## Selected text
-- start --
The soil columns filled with saline soil were
leached with 1, 2, 3, 4 and 5 pore volumes of
marginal saline water; both magnetically
untreated and treated (three times passed).
Separate sets of columns were maintained for
passing 1, 2, 3, 4 and 5 pore volumes of water.

For example, in case of set one, one pore
volume of water was passed through the
columns (triplicate) and salinity of the
leachate and salinity of the soil after leaching
was estimated. In case of three pore volume
treatment, first, one pore volume of water was
passed, leachate was collected and analyzed
for its salinity. Then second pore volume of
water was passed and again leachate was
collected and analyzed. Similarly, the process
was repeated after passing third pore volume
of water. After passing all the three pore
volume of water, the soil samples were
processed and analyzed for their salinity
(EC2.5, dS m-1). Using the soil salinity data,
the leached fraction under different treatments
including both magnetically untreated and
treated were calculated.
Results and Discussion
To investigate the effect of magnetized
irrigation water on leaching efficiency of salts,
a column experiment was carried out. A saline
soil having a salinity of 7.2 dS m-1 was
leached with marginal saline water of 2.0 dS
m-1. Both soil salinity and salinity of leachate

were
estimated
after
leaching with

predetermined volume/s of water. A saline soil
(7.2 dS m-1) was leached with marginally
saline water of 2 dS m-1. The amount of
leaching water used consisted of 1, 2, 3, 4 and
5 pore volumes.
-- end --
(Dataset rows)
-- start --
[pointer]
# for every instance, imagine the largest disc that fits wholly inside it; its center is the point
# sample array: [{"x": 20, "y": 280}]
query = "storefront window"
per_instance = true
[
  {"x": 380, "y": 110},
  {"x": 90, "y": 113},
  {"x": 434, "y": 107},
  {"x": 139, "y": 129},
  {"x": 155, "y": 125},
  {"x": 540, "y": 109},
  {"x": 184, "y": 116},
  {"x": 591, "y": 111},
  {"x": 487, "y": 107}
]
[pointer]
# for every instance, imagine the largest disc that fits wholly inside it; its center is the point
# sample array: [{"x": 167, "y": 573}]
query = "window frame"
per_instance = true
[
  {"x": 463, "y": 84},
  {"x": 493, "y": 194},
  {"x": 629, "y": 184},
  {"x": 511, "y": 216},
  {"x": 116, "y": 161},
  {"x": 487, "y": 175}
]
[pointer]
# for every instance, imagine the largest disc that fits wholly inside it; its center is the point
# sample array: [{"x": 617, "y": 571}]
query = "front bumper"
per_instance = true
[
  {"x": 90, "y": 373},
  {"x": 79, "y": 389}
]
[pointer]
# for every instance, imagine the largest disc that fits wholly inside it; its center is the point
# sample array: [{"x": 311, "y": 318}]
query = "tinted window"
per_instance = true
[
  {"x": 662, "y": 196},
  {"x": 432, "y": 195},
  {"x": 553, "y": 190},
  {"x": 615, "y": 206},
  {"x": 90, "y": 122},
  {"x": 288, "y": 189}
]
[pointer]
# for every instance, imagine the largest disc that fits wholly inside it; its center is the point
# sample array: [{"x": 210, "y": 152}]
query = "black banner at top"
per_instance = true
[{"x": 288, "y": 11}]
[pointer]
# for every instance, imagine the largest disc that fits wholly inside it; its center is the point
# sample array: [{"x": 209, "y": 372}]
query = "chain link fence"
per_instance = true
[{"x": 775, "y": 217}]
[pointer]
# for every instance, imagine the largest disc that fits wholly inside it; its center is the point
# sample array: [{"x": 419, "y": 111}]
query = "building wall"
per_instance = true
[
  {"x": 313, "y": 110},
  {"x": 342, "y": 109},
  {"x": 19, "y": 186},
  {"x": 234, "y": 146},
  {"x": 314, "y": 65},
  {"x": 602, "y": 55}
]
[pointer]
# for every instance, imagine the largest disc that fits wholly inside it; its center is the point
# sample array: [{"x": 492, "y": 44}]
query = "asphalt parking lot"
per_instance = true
-- end --
## Goals
#1 List the numbers of pore volumes of water that the passage on leaching saline soil says were used.
#2 Please write out the part of the passage on leaching saline soil starting at "predetermined volume/s of" and ending at "5 pore volumes.".
#3 Extend the passage on leaching saline soil, picking up right after its final sentence.

## Outputs for the tasks
#1 1, 2, 3, 4, and 5 pore volumes

#2
predetermined volume/s of water. A saline soil
(7.2 dS m-1) was leached with marginally
saline water of 2 dS m-1. The amount of
leaching water used consisted of 1, 2, 3, 4 and
5 pore volumes.

#3
Irrespective
of
magnetic
treatment,
incremental volumes of water passed
progressively removed salts from the soil
(Table 1). The first pore volume of water
when applied did not amount to any leaching
but was approximately enough to saturate the
soil. Even then it contributed for a marginal
increase in the soil salinity in soil applied with
magnetized water. Further, when more and
more pore volume of water was passed
through the soil, the salinity values decreased.
The decrease was from 7.20 to 1.15 dS m-1
under non-magnetized water treatment
compared to a decrease from 7.3 to 1.08 dS
m-1 under magnetized water treatment. The
per cent decrease in soil salinity was 84.0 and
85.2 for non-magnetized and magnetized
water
treatment,
respectively.
Under
magnetized water treatment, faster removal of

salinity was observed than in soils applied
with non-magnetized water. For example,
passing two pore volumes of non-magnetized
water removed 50.7 per cent initial salts
(initial salinity: 7.2 dS m-1 and after passing 2
pore volumes: 3.55 dS m-1) while the same of
volume of water passing resulted in removal
of 59.2 per cent of initial salts (initial salinity:
7.3 dS m-1 and after passing 2 pore volumes:
2.98 dS m-1) when magnetically treated. The
electrical conductivity values of leachates
leached with magnetized water were
significantly higher compared to leaching with
non-magnetized water as recorded after
leaching with each pore volume (Table 2). The
electrical conductivity values of leachates
were higher during initial phase of leaching
and decreased with progressive leaching with
higher pore volume of water both under nonmagnetized and magnetized water leaching.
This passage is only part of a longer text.